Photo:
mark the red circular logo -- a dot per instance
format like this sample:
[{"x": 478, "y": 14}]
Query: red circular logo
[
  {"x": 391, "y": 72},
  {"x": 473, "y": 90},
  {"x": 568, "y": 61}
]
--------
**Task description:**
Please render the lines above as a Markdown table with two columns, "Row" for the row number and "Line" for the line itself, skipping any blank lines.

**Task response:**
| Row | Line |
|---|---|
| 1 | Photo: |
| 2 | mark the red circular logo -- a dot per instance |
| 3 | format like this sample: |
| 4 | [{"x": 478, "y": 14}] |
| 5 | Query: red circular logo |
| 6 | [ |
| 7 |   {"x": 391, "y": 72}, |
| 8 |   {"x": 473, "y": 90}, |
| 9 |   {"x": 568, "y": 61} |
| 10 | ] |